# Input
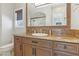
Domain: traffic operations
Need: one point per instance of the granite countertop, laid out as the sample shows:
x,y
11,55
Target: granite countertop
x,y
70,39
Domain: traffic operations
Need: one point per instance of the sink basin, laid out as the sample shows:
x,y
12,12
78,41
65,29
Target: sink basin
x,y
39,34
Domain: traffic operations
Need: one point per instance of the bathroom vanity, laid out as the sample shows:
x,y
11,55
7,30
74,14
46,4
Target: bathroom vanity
x,y
46,46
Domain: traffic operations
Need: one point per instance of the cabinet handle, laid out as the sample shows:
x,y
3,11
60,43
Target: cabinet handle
x,y
34,51
34,42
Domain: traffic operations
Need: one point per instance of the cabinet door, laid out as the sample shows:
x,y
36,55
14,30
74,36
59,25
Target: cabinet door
x,y
27,50
40,51
17,46
75,16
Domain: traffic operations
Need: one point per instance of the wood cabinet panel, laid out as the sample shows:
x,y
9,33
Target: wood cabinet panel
x,y
60,53
27,50
68,47
40,51
17,46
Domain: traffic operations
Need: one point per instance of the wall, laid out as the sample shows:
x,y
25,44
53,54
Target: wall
x,y
21,6
0,23
7,23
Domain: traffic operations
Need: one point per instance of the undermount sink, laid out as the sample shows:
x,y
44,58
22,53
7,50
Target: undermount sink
x,y
39,34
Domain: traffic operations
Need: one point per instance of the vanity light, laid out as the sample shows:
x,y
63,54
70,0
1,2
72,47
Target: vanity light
x,y
41,4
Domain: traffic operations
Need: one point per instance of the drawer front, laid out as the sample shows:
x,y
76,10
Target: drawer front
x,y
42,43
59,53
27,40
69,47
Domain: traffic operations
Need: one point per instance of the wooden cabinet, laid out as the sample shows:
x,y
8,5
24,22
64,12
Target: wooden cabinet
x,y
61,53
75,16
17,46
36,47
27,50
27,46
43,51
32,47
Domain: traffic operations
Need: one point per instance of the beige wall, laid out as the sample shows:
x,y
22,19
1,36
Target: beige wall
x,y
7,23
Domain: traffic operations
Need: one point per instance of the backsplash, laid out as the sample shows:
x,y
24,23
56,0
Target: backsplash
x,y
51,31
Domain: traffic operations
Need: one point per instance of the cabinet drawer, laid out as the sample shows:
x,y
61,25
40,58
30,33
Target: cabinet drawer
x,y
42,43
69,47
27,40
60,53
38,42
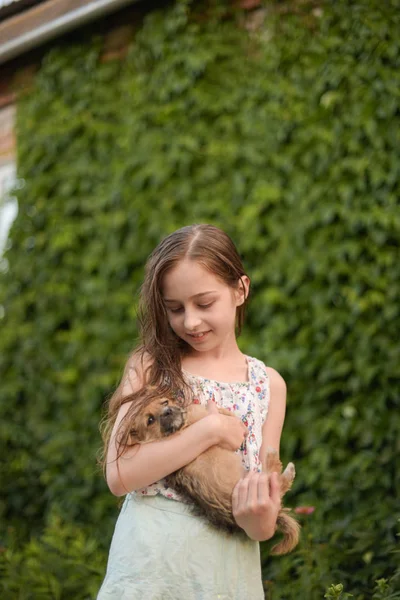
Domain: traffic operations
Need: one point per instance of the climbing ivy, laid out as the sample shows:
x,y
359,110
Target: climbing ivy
x,y
282,126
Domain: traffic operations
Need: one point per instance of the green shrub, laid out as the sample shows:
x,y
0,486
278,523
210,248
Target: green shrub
x,y
288,139
65,562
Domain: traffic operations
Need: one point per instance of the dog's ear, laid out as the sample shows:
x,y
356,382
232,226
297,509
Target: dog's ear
x,y
134,437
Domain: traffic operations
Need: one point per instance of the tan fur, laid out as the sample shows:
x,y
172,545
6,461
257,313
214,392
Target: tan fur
x,y
208,481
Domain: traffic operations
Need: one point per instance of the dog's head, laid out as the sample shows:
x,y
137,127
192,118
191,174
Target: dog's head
x,y
158,419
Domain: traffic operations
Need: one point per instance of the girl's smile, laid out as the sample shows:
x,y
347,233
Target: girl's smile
x,y
201,308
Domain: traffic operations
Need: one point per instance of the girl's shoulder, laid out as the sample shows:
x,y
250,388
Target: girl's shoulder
x,y
275,379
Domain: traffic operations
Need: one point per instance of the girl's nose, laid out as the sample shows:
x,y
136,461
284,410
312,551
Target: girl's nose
x,y
192,320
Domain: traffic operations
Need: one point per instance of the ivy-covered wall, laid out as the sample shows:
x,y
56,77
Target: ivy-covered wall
x,y
282,127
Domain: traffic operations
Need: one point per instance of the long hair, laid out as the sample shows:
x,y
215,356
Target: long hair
x,y
158,356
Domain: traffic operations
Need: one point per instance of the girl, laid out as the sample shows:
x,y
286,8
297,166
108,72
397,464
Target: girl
x,y
191,309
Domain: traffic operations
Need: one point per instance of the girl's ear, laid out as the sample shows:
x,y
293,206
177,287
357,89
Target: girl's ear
x,y
242,291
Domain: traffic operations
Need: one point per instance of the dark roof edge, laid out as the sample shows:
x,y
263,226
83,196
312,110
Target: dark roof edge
x,y
50,26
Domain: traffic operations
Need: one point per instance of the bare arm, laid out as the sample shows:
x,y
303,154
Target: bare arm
x,y
142,465
272,428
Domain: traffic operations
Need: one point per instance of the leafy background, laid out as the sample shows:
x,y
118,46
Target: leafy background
x,y
282,126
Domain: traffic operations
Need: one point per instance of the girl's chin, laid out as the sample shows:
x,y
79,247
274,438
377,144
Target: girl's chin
x,y
198,340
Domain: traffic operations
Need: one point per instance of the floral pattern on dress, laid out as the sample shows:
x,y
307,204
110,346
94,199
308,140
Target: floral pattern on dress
x,y
249,400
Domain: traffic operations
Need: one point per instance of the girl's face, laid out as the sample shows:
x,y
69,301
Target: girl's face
x,y
201,307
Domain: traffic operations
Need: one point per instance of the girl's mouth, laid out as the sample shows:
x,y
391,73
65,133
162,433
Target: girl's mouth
x,y
198,336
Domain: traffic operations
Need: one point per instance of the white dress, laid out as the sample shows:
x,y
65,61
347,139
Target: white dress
x,y
160,551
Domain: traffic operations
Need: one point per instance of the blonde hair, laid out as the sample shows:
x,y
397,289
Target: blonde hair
x,y
160,350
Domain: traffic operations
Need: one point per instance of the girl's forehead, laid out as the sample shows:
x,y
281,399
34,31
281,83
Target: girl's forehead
x,y
189,278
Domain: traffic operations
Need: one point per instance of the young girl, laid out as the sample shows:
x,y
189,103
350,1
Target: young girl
x,y
192,308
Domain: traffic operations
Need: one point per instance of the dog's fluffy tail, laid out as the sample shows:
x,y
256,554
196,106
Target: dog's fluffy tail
x,y
291,531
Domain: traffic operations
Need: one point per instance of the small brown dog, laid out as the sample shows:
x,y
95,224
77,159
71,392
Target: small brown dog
x,y
208,481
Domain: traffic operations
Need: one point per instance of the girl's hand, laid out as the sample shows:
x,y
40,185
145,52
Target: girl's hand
x,y
230,430
256,503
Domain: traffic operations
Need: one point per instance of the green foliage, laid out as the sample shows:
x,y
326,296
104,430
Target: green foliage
x,y
287,137
64,563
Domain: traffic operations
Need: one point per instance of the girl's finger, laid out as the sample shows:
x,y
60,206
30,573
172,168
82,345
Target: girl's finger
x,y
252,492
241,498
263,488
274,489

# Description of the task
Set down the records in full and exactly. Do not carry over any image.

# Expected answer
Domain: traffic operations
Need: one point per instance of the granite countertop, laid out as the sample shows:
x,y
11,55
Target: granite countertop
x,y
70,39
Domain: traffic operations
Need: one point per instance of the sink basin, laid out as the sample shows:
x,y
12,12
78,41
65,29
Target: sink basin
x,y
39,34
Domain: traffic operations
Need: one point per instance of the bathroom vanity, laid out as the sample shows:
x,y
11,55
7,30
74,14
46,4
Target: bathroom vanity
x,y
46,46
Domain: traffic operations
Need: one point per instance of the cabinet handle, laid out as the sample shows:
x,y
3,11
60,43
Target: cabinet handle
x,y
34,51
34,42
Domain: traffic operations
Need: one point per instance of the cabinet door, laid out as the sample shows:
x,y
36,55
14,30
74,36
59,25
Target: cabinet door
x,y
27,50
40,51
17,46
75,16
Domain: traffic operations
Need: one point per instance of the wood cabinet panel, laid out as the sample shows:
x,y
9,33
Target: wood cabinet panel
x,y
60,53
27,50
68,47
40,51
17,46
Domain: traffic operations
Need: one point per instance of the wall, laid out as the sample shows:
x,y
25,44
53,54
Target: wall
x,y
21,6
0,23
7,23
Domain: traffic operations
Need: one point per instance of the undermount sink, laid out as the sample shows:
x,y
44,58
22,53
7,50
Target: undermount sink
x,y
39,34
Domain: traffic operations
Need: one point per instance of the vanity light, laid out as the sample shows:
x,y
63,54
70,0
1,2
72,47
Target: vanity light
x,y
41,4
Domain: traffic operations
Need: one point per instance of the drawer front, laid out as the sample shows:
x,y
76,10
Target: drawer front
x,y
42,43
59,53
27,40
69,47
Domain: traffic operations
Need: one point per instance of the wooden cabinet, laid out as the sample shows:
x,y
8,5
24,22
64,12
Target: wooden cabinet
x,y
61,53
75,16
17,46
36,47
27,50
27,46
43,51
32,47
Domain: traffic operations
Need: one point per instance of the beige wall, laid out as the sample shows:
x,y
22,19
1,36
Target: beige wall
x,y
7,23
Domain: traffic operations
Need: one point per instance of the backsplash, laid out as the sample shows:
x,y
24,23
56,0
Target: backsplash
x,y
51,31
Domain: traffic operations
Need: one point per instance of the cabinet drawer, laid out as the sample shows:
x,y
61,25
40,58
30,33
Target: cabinet drawer
x,y
42,43
69,47
27,40
60,53
38,42
Domain: traffic operations
Need: one point per instance of the climbing ivy, laid out as the sample shows:
x,y
359,110
Target: climbing ivy
x,y
282,126
Domain: traffic operations
Need: one point per instance of the green shrub, laid out as the sample shows:
x,y
0,486
278,523
210,248
Target: green shrub
x,y
288,139
65,562
Domain: traffic operations
Need: one point per instance of the dog's ear, laid out as the sample shows:
x,y
356,382
232,226
297,509
Target: dog's ear
x,y
134,437
Domain: traffic operations
Need: one point per instance of the tan fur, laid out as the sample shows:
x,y
172,545
6,461
257,313
214,392
Target: tan fur
x,y
208,481
Domain: traffic operations
Need: one point per instance of the dog's head, laid out as the sample shows:
x,y
137,127
192,118
191,174
Target: dog's head
x,y
158,419
Domain: traffic operations
Need: one point per instance of the girl's smile, laid out as the sample shows:
x,y
347,233
Target: girl's smile
x,y
201,308
Domain: traffic operations
Need: one point per instance of the girl's shoulder, laid out as the sample shows:
x,y
250,388
Target: girl's shoulder
x,y
275,379
Domain: traffic operations
Need: one point per instance of the girl's nose, laid out as the sample shows:
x,y
136,461
284,410
312,551
Target: girl's nose
x,y
192,320
Domain: traffic operations
Need: one point per instance of the ivy-covered wall, laid out as the sample shows:
x,y
56,77
Target: ivy-covered wall
x,y
282,127
Domain: traffic operations
Need: one point per instance of the long hair, laid out as the sample shows:
x,y
215,356
Target: long hair
x,y
158,356
Domain: traffic operations
Need: one point per instance of the girl, laid out as the sample shows:
x,y
286,8
297,166
108,72
397,464
Target: girl
x,y
191,309
Domain: traffic operations
Need: one point per instance of the girl's ear, laid out as the sample shows:
x,y
293,206
177,287
357,89
Target: girl's ear
x,y
242,291
Domain: traffic operations
Need: one point per instance of the dark roof edge, laid out as the sample shows:
x,y
263,226
83,196
312,110
Target: dark roof edge
x,y
50,26
Domain: traffic operations
Need: one point per instance of the bare arm, laid out as the sample shows:
x,y
303,154
Target: bare arm
x,y
142,465
272,428
Domain: traffic operations
Need: one point per instance of the leafy background, laid out as the sample shows:
x,y
118,46
Target: leafy background
x,y
282,126
Domain: traffic operations
Need: one point per instance of the girl's chin, laid out as the sample shows:
x,y
79,247
274,438
377,144
Target: girl's chin
x,y
198,340
Domain: traffic operations
Need: one point per instance of the floral pattern on dress, laid out as the sample shows:
x,y
307,204
110,346
94,199
308,140
Target: floral pattern on dress
x,y
249,400
Domain: traffic operations
Need: one point per instance of the girl's face, laid out as the sample shows:
x,y
69,301
Target: girl's face
x,y
201,307
Domain: traffic operations
Need: one point per instance of the girl's mouth, laid out as the sample shows:
x,y
391,73
65,133
162,433
Target: girl's mouth
x,y
198,336
Domain: traffic operations
Need: one point per instance of the white dress, laid out as the sample shows:
x,y
65,61
347,139
Target: white dress
x,y
160,551
Domain: traffic operations
Need: one point per instance of the blonde hair, laid out as the sample shows:
x,y
397,289
Target: blonde hair
x,y
160,350
Domain: traffic operations
Need: one point per instance of the girl's forehead, laid out as the sample shows:
x,y
281,399
34,31
281,83
Target: girl's forehead
x,y
189,278
Domain: traffic operations
Need: one point per instance of the young girl, laid out as the sample shows:
x,y
189,103
350,1
Target: young girl
x,y
192,308
Domain: traffic operations
Need: one point per instance of the dog's fluffy tail, laid out as the sample shows:
x,y
256,554
196,106
Target: dog's fluffy tail
x,y
291,531
Domain: traffic operations
Need: one point per instance of the small brown dog, laid out as the sample shows:
x,y
95,224
77,159
71,392
Target: small brown dog
x,y
208,481
Domain: traffic operations
Need: one point per instance of the girl's hand, laid out as the sample shows:
x,y
40,185
145,52
Target: girl's hand
x,y
230,430
256,503
Domain: traffic operations
Need: one point per instance of the green foliage, laid out as the sample shows:
x,y
326,296
104,430
Target: green foliage
x,y
287,137
64,563
Domain: traffic operations
Need: one point per instance of the girl's finger, laid out as the sample shows:
x,y
60,206
30,573
172,168
82,345
Target: girl's finger
x,y
252,492
241,498
263,488
274,489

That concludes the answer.